━━━ Provided text ━━━
= Angströmquelle Karlsruhe =

Synchrotron light source facility in Karlsruhe, Germany

ANKA (an abbreviation for "Angströmquelle Karlsruhe") is a synchrotron light source facility at the Karlsruhe Institute of Technology (KIT) in Karlsruhe, Germany. In 2016, the facility was renamed Karlsruhe Research Accelerator (KARA) as part of the Institute for Beam Physics and Technology. The KIT runs ANKA as a national synchrotron light source and as a large-scale user facility for the international science community. Being a large-scale machine in the performance category LK II of the Helmholtz Association of German Research Centres, ANKA is part of a national and European infrastructure offering research services to scientific and commercial users for their purposes in research and development. The facility was opened to external users in 2003.

==History==
Planning began in 1997 to build ANKA on the premises of the former Research Center Karlsruhe. By the end of 1998, the outer structure was erected, and in 1999, the first electrons were inducted into the storage ring. After further machine and laboratory development, in March 2003 ANKA opened its doors to users from the science community and industry. It initially featured seven beamlines: six analytical ones and one for the generation of microstructures using X-ray lithography.
After improvements and extensions, 15 beamlines are now in operation, with 3 more under installation. The machine itself has seen several updated generations of its insertion devices (undulators and wigglers) that were in part developed at ANKA. The facility also provides infrastructure support, such as apartments on the premises of the KIT Campus North that can be booked by external ANKA users.

==Technical details==
ANKA features a storage ring with a circumference of 110.4 m (120.7 yards) that stores electrons at an energy of 2.5 GeV. For this purpose, electrons at 90 keV are generated by a triode and preaccelerated to 500 MeV via a “racetrack microtron” (53 MeV) and a booster. The final working energy is reached in the storage ring, where the electrons are spinning at almost the speed of light. The storage ring contains an ultra-high vacuum of 10^{−9} mbar.

The electrons are confined by the constant deflection of 16 magnets that keep the electrons focused in the center of the tube. Synchrotron light is then generated wigglers and undulators — specialized magnet configurations with alternating straight and reverse polarity — that deflect the electrons into the sine-curve-like course on which they emit synchrotron radiation.
A special feature of the ANKA synchrotron configuration is the superconducting SCU15 undulator, which was, like its predecessor SCU14, co-developed at ANKA. This new undulator not only generates synchrotron light of enhanced brilliance, but also produces a more variable spectrum of radiation easily adjustable to the respective research requirements.
━━━ Data extracts ━━━
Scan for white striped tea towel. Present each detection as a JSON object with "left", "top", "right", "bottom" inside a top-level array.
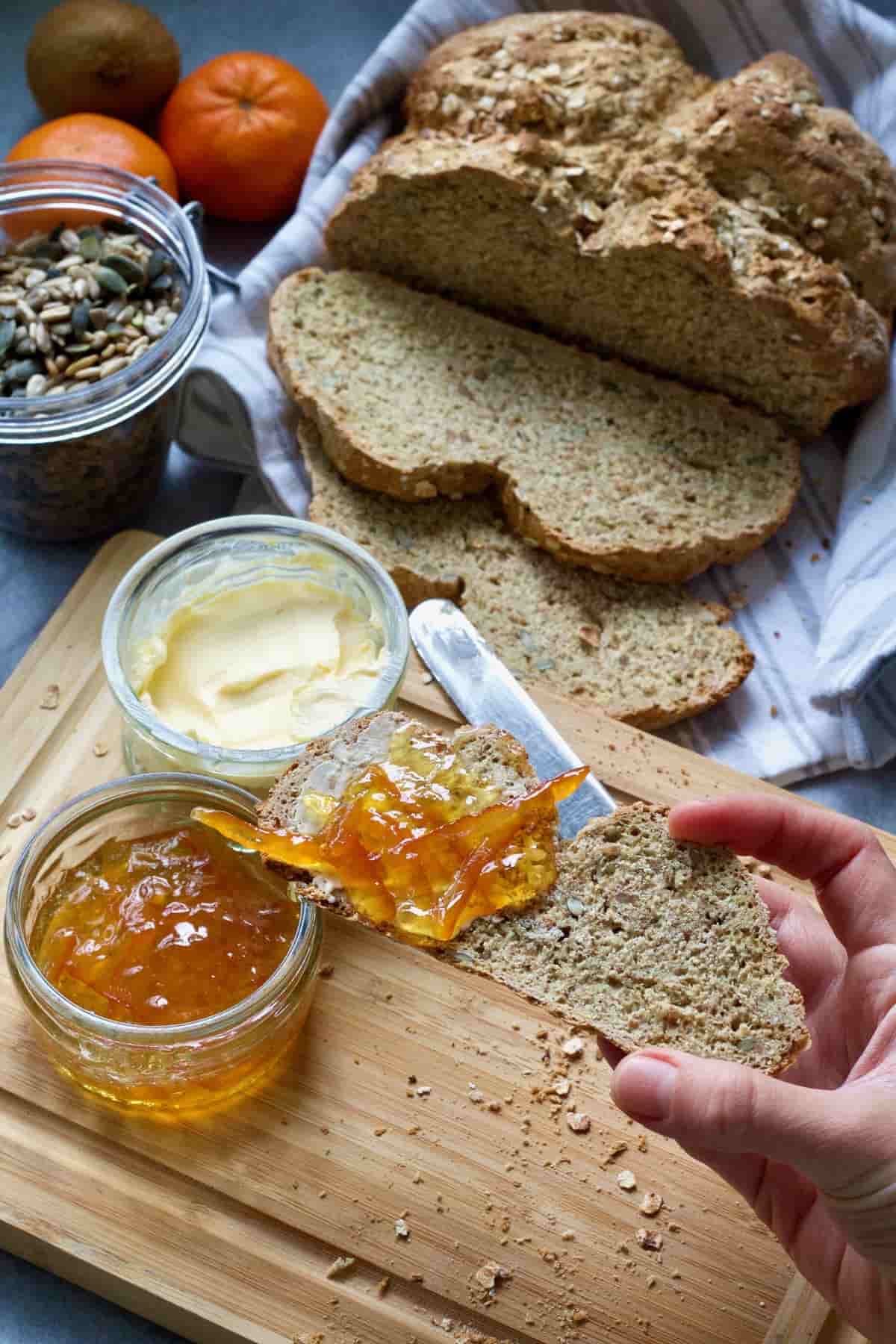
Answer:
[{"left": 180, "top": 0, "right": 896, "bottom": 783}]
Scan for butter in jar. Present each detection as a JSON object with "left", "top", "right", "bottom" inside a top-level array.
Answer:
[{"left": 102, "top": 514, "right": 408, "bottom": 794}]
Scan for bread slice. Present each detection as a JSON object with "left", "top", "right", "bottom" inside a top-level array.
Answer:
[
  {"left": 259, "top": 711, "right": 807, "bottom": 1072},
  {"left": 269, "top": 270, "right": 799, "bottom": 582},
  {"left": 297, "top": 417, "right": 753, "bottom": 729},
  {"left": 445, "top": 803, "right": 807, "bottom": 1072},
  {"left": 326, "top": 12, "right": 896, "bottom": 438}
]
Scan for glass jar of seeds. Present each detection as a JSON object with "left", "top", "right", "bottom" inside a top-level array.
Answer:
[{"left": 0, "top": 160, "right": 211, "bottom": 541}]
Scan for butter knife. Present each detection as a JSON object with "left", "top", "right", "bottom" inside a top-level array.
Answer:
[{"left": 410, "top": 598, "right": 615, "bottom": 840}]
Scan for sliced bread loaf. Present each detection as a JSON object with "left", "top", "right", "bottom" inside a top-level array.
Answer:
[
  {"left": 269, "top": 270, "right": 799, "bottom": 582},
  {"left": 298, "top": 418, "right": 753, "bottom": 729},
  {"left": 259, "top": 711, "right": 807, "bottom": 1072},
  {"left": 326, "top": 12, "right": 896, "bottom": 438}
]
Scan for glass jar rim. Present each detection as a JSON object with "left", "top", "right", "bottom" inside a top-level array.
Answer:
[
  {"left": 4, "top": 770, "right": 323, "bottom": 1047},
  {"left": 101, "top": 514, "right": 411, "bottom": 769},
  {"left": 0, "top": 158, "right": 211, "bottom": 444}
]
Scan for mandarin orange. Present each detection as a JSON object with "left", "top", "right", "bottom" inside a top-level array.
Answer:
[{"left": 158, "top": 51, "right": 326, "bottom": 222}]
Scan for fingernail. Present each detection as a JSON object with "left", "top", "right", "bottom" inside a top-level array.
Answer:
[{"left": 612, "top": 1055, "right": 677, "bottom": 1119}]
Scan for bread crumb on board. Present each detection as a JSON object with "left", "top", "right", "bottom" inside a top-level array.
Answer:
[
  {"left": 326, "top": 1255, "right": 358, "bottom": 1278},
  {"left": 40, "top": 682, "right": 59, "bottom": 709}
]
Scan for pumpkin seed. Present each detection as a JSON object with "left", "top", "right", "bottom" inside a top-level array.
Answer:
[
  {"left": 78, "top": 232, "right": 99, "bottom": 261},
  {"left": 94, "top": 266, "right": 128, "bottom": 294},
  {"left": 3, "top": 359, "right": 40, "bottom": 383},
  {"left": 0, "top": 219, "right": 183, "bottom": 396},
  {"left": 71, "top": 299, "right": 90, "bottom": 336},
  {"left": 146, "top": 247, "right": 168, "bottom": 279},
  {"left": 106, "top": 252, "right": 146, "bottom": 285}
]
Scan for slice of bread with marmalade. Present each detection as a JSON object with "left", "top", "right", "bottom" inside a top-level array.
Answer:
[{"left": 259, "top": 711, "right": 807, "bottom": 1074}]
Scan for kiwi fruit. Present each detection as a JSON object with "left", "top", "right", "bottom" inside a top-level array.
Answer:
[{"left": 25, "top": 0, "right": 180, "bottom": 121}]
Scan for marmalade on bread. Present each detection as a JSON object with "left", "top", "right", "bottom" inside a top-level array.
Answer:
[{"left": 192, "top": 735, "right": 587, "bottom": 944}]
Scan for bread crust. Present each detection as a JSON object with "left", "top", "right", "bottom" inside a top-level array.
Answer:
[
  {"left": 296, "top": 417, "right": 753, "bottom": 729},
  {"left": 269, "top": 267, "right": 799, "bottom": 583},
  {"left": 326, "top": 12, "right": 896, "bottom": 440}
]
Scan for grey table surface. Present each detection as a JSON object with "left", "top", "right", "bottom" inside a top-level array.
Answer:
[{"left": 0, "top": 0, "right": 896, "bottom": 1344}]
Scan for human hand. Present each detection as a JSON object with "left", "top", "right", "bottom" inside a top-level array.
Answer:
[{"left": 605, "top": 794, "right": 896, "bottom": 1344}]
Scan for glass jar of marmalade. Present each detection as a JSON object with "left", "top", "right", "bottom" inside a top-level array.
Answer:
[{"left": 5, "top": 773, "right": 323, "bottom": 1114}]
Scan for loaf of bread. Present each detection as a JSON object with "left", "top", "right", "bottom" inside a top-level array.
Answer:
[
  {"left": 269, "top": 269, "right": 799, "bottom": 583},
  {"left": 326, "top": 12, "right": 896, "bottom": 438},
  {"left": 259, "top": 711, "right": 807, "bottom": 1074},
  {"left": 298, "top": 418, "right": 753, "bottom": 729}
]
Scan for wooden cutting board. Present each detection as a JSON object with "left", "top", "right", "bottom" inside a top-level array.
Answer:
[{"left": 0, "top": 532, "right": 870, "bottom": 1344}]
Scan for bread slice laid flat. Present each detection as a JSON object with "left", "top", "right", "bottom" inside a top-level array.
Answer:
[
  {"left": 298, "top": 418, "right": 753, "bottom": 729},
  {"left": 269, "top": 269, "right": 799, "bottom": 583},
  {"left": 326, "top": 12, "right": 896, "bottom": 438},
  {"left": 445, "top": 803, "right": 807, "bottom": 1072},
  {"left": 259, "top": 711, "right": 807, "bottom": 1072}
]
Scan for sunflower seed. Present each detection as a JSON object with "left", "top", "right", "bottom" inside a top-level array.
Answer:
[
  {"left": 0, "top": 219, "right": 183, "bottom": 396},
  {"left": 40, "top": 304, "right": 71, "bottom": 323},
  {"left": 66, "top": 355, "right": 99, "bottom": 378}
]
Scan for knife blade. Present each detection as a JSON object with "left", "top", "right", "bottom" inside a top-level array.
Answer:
━━━
### Task details
Extend the article on the ANKA synchrotron light source in Karlsruhe, picking up after its last sentence.

### Result of this task
==ANKA beamlines and their applications==

===Imaging methods===
- IMAGE
  Use of X-rays for imaging procedures in 2D and 3D fields, static as well as dynamic
- MPI-MF
  Run by the Max Planck Institute for Intelligent Systems, specialized for in situ analyses of interfaces and thin films
- NANO
  High definition in-situ X-ray diffraction (in the final phase of installation)
- PDIFF
  Analysis using Debye-Scherrer powder diffraction for examination and identification of crystalline substances in powdered samples
- SCD
  Analysis of X-ray diffraction on single crystals
- TOPO-TOMO
  Topography, microradiology and microtomography using polychromatic light and X-rays

===Spectroscopy===
- FLUO
  X-ray fluorescence spectroscopy, non-destructive qualitative and quantitative identification of the elemental composition of a sample
- INE
  Installed and conducted by the KIT Institute for Nuclear Waste Disposal for actinide research
- IR1
  Infrared spectroscopy and infrared ellipsometry including terahertz radiation
- IR2
  Infrared spectroscopy and infrared microscopy including terahertz radiation
- SUL-X
  Absorption, fluorescence and diffraction analysis as part of the synchrotron environmental laboratory
- UV-CD12
  Conducted by the KIT Institute for Biological Interfaces, UV circular dichroism spectroscopy (structural analysis of biological substances)
- WERA
  Soft X-ray analysis conducted by the KIT Institute for Solid State Physics
- XAS
  X-ray absorption spectroscopy, XANES (chemical composition of a sample) and EXAFS (number, distance and type of neighboring atom (also in non-crystalline form)

===Microfabrication===
- LIGA I, II, III
  Deep X-ray lithography according to the LIGA procedure developed at the KIT. The three beamlines differ regarding the level of available energy

==Access for scientific users==
Besides the scientists at ANKA and IPS who contribute to the development of the synchrotron and its components, external users have the opportunity to use the radiation generated at ANKA for their own research projects. Use by the international science community is coordinated by ANKA's user office. Twice a year, proposals for beamtime at ANKA are collected via an online application procedure. The beamtime is then allocated by an international scientific committee that evaluates the submitted proposals. On the premises of KIT Campus North, a guest house accommodates external users during their time at ANKA.